Locate every line in the records below that contains the string "driveway", and copy each one out. Case counts.

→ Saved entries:
=-=-=-=-=
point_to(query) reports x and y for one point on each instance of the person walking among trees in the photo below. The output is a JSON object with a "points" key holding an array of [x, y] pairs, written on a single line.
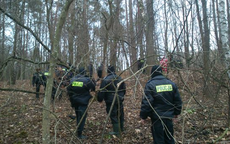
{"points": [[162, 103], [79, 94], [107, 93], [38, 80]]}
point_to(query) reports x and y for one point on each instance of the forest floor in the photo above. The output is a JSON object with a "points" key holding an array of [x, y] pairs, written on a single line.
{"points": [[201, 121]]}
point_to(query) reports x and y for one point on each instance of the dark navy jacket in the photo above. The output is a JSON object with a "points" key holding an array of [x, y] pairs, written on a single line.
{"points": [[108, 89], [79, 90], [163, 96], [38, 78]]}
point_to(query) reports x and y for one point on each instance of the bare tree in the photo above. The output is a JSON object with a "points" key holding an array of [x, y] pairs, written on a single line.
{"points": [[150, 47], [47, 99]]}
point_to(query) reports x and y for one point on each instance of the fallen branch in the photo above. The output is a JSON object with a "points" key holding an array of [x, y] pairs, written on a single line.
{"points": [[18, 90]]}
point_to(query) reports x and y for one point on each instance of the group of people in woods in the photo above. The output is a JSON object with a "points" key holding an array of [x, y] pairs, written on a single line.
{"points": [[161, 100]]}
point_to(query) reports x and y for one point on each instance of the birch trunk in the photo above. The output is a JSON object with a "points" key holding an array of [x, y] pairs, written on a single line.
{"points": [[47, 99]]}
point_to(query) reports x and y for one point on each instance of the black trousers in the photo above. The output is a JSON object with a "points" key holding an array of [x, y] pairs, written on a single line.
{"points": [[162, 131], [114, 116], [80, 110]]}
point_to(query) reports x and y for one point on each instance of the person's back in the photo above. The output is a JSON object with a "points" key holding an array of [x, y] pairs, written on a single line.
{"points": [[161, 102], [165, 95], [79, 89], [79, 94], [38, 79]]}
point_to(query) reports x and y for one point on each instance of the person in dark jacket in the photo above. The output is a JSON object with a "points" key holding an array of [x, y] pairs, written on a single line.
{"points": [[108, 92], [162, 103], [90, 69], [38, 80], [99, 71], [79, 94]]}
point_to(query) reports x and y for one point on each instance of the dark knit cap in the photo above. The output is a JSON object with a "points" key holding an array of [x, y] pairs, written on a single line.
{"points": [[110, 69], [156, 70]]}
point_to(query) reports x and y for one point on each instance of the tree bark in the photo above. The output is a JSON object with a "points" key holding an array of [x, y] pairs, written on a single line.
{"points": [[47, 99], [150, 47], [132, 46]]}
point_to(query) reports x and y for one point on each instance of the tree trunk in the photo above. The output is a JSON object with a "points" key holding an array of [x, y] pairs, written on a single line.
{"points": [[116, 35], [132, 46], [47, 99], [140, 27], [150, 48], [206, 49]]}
=-=-=-=-=
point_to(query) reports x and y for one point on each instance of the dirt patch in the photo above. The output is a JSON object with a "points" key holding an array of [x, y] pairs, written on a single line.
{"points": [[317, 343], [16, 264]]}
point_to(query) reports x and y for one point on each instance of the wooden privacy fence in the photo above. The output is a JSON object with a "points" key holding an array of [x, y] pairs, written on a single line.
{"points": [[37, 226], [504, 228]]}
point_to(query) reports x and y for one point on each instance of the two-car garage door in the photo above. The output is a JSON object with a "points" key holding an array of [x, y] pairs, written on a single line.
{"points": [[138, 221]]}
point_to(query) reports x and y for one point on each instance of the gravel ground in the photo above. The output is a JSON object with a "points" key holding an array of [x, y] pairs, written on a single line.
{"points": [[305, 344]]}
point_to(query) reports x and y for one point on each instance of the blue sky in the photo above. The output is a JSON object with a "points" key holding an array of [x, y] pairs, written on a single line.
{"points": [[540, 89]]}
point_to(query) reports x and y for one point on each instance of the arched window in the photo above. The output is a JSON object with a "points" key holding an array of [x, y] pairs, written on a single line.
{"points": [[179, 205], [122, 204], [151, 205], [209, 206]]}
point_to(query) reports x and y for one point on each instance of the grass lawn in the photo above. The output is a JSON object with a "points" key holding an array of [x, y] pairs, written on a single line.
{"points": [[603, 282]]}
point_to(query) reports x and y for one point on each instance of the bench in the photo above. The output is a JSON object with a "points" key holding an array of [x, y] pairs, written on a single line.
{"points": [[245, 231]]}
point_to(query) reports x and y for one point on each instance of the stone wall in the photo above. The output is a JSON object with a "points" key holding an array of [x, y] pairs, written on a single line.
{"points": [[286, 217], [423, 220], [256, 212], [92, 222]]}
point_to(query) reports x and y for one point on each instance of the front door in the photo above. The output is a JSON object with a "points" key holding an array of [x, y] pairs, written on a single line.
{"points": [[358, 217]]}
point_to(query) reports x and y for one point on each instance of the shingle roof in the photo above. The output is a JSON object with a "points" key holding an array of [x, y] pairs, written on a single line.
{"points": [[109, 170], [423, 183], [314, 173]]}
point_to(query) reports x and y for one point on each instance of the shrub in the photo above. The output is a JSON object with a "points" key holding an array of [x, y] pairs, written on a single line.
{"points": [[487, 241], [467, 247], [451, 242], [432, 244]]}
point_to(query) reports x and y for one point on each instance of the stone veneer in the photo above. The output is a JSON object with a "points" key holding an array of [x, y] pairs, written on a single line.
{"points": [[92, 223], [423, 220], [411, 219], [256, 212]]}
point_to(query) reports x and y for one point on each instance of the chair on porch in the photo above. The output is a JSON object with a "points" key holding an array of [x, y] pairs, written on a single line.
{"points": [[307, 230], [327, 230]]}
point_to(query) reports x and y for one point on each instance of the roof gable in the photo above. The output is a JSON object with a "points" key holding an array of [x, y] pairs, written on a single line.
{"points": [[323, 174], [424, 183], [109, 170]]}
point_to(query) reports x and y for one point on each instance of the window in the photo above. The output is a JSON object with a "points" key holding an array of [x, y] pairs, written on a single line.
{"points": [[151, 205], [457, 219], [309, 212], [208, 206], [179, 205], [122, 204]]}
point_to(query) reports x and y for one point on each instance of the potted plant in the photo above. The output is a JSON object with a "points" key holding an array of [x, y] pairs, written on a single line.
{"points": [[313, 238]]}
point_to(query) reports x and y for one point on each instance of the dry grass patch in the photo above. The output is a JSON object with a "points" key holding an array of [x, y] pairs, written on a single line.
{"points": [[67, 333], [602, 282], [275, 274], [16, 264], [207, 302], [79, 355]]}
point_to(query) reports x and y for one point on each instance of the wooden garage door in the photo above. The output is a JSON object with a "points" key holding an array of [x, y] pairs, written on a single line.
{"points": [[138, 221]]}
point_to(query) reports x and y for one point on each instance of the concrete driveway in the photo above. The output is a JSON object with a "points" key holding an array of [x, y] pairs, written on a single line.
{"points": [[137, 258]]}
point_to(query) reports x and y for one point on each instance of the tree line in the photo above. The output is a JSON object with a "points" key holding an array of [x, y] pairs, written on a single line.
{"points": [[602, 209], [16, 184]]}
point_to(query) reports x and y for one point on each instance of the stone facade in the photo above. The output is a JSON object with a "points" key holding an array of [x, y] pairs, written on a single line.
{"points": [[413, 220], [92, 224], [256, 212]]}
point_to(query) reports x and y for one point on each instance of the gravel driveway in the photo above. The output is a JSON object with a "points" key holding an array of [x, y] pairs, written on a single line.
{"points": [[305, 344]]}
=-=-=-=-=
→ Exercise solution:
point_to(query) reports x and y for one point on each instance of the concrete driveway in the photo above. The output is a JSON object with a "points" key holding an array of [x, y] pairs, written on a single line.
point_to(query) reports x and y for one point on each instance of the gravel driveway in the photo above. The output is a JSON object with a "points" key holding an array of [x, y] pairs, written on a single line.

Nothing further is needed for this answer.